Given instruction:
Reproduce every line of the items below, character for character, leaving nothing out and changing nothing.

________

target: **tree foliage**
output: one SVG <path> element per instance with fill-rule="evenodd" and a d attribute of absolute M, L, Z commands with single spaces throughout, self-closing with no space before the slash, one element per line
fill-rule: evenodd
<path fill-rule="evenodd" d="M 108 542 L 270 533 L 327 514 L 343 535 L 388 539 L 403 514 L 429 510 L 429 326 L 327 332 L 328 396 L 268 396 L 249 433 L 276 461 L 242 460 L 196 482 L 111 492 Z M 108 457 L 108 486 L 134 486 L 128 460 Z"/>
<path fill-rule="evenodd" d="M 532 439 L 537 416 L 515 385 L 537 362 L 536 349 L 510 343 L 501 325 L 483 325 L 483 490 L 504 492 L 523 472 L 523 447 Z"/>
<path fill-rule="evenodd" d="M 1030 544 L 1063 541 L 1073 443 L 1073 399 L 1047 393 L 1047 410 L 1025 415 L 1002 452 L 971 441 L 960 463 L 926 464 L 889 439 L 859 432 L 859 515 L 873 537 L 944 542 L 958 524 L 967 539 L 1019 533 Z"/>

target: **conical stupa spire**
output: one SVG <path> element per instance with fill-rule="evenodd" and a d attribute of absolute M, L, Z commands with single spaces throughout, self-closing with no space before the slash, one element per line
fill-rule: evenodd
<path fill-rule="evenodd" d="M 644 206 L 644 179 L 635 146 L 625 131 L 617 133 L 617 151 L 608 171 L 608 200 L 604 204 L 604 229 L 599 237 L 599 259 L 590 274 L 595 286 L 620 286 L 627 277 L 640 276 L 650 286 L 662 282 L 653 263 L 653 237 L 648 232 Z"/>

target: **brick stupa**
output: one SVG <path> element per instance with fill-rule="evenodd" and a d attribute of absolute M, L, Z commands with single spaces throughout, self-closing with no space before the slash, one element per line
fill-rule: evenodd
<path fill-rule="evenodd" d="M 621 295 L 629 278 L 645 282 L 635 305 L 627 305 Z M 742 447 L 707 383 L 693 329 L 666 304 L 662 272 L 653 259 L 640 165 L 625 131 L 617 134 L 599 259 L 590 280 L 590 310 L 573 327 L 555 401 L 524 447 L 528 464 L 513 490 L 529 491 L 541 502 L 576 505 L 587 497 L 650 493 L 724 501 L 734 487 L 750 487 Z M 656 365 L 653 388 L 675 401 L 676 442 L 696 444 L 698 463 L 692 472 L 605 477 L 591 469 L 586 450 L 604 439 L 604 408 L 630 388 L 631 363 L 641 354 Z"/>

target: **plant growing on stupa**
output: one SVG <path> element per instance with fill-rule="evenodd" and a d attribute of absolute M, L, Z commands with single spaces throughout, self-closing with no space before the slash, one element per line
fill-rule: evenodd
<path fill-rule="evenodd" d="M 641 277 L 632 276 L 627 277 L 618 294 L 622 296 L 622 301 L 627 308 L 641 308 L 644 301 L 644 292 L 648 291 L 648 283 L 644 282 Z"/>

________

Written response:
target: **tree foliage**
output: one SVG <path> element per instance with fill-rule="evenodd" and a d attribute of absolute M, L, Z commands with single spaces throughout, self-closing with no space before the slash, one element per line
fill-rule: evenodd
<path fill-rule="evenodd" d="M 108 542 L 270 533 L 327 514 L 343 535 L 388 539 L 403 514 L 429 510 L 429 326 L 327 332 L 328 396 L 268 396 L 249 433 L 276 461 L 242 460 L 196 482 L 111 492 Z M 108 457 L 108 486 L 134 486 L 128 460 Z"/>
<path fill-rule="evenodd" d="M 532 439 L 537 416 L 515 385 L 537 362 L 536 349 L 510 343 L 501 325 L 483 325 L 483 490 L 504 492 L 523 472 L 523 447 Z"/>
<path fill-rule="evenodd" d="M 1030 544 L 1063 541 L 1073 443 L 1073 399 L 1047 393 L 1047 410 L 1025 415 L 1002 452 L 971 441 L 960 463 L 926 464 L 889 439 L 859 432 L 859 515 L 873 537 L 944 542 L 958 524 L 967 539 L 1019 533 Z"/>

target: **conical stupa spire**
output: one SVG <path> element per instance with fill-rule="evenodd" and a d attribute of absolute M, L, Z commands with single spaces throughout, self-closing with no space before the slash, one element per line
fill-rule: evenodd
<path fill-rule="evenodd" d="M 644 206 L 644 179 L 635 146 L 625 131 L 617 133 L 617 151 L 608 171 L 608 200 L 604 204 L 604 229 L 599 237 L 599 259 L 590 274 L 595 286 L 620 286 L 627 277 L 640 276 L 650 286 L 662 282 L 653 263 L 653 237 L 648 232 Z"/>

target: **brick stupa**
output: one SVG <path> element per instance with fill-rule="evenodd" and a d attribute of absolute M, L, Z commands with single spaces throughout, self-closing with no space before the slash, one element per line
fill-rule: evenodd
<path fill-rule="evenodd" d="M 621 295 L 629 278 L 645 282 L 635 305 L 627 305 Z M 742 447 L 707 383 L 693 329 L 666 304 L 662 272 L 653 259 L 640 165 L 625 131 L 617 134 L 599 259 L 590 280 L 590 310 L 573 327 L 555 401 L 524 447 L 528 464 L 513 490 L 529 491 L 541 502 L 576 505 L 587 497 L 650 493 L 724 501 L 734 487 L 750 487 Z M 656 365 L 653 388 L 675 401 L 676 442 L 696 444 L 698 463 L 692 472 L 605 477 L 591 469 L 586 450 L 604 439 L 604 408 L 630 388 L 631 363 L 641 354 Z"/>

target: **plant growing on stupa**
output: one SVG <path> element per instance with fill-rule="evenodd" and a d attribute of absolute M, L, Z commands with single spaces throughout, self-closing with no space before the slash, one element per line
fill-rule: evenodd
<path fill-rule="evenodd" d="M 641 277 L 632 276 L 627 277 L 618 294 L 622 296 L 622 301 L 627 308 L 641 308 L 644 301 L 644 292 L 648 291 L 648 283 L 644 282 Z"/>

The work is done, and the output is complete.